EXERCISE MATERIALS =
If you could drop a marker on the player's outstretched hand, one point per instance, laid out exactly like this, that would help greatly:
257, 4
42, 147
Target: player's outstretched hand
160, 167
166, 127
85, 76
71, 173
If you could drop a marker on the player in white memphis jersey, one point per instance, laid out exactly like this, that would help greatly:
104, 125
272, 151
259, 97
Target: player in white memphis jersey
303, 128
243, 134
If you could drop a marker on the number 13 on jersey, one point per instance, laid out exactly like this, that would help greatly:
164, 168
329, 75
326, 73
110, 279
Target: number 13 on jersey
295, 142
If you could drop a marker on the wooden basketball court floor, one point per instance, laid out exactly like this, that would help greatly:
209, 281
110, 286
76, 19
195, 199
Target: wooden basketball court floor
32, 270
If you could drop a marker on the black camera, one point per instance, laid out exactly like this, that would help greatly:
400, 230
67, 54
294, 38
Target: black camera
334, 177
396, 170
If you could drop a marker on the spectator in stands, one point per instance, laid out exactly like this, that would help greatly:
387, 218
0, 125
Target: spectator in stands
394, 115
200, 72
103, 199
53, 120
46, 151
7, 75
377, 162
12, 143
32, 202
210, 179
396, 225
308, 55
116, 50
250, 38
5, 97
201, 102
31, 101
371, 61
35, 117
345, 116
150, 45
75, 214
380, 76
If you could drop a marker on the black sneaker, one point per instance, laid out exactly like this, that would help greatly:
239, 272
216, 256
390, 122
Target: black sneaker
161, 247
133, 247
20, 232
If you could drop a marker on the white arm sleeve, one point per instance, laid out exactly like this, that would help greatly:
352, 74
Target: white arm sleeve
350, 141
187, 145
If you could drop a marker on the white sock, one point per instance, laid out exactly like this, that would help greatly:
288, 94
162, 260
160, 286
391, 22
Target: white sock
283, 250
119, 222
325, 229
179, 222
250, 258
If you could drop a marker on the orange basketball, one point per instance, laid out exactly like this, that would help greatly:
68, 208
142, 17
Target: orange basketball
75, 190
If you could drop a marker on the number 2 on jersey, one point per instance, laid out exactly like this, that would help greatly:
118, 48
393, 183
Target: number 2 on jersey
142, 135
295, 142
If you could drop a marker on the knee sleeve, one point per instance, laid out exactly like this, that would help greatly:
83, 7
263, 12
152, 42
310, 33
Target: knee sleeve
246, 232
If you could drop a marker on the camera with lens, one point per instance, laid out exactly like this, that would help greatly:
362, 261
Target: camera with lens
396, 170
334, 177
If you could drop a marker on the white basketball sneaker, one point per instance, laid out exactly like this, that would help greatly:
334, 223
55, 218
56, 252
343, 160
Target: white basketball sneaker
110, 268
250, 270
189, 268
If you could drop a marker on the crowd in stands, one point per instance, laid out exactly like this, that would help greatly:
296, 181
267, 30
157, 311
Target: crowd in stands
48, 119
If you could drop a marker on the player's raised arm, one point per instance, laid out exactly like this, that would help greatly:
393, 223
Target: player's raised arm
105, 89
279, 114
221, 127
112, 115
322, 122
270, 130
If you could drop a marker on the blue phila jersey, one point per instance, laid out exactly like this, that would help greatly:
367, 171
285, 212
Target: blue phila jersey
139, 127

PROBLEM REQUIREMENTS =
Could you rescale the records from the line with "If you could drop a marker on the knee" through the end of the records by writing every one of those lines out again, multiplying each point coordinate in the answers by 0.9, and rounding to whole numbers with halves rounded up? Numbers outside the answers should stay as they are.

RESPONSE BELOW =
If you could drop a marker on the knee sleeve, one point per instance, laid out exactly like this, that would help greatly:
83, 7
263, 12
152, 42
310, 33
Target: knee sleeve
221, 209
If you could drop a marker on the camera with lens, one point per instance, laid out exactly like this, that would help greatly:
362, 261
Target: camera with lens
356, 153
301, 159
If you could drop a marker on the white basketball sneaker, one point per instance, laid out exactly like this, that would help greatly:
334, 223
55, 218
56, 252
343, 160
Target: white basketball sneaker
99, 241
225, 243
170, 241
If you could drop a marker on the crowd in stands, one point per instance, laid out exactly like this, that would help greatly:
296, 181
267, 30
157, 311
Target: crowd in stands
43, 107
If you could drop a marker on the player's raised arm, one point per instance, laid out exactly like this, that would help greatly:
393, 223
Target: player's raised arm
95, 80
251, 103
199, 114
101, 104
290, 110
243, 117
If you could drop a marker on the blue phila jersey, one point per instance, laid out exactly like this, that would help greatly:
367, 171
285, 212
Target: blue phila jersey
125, 114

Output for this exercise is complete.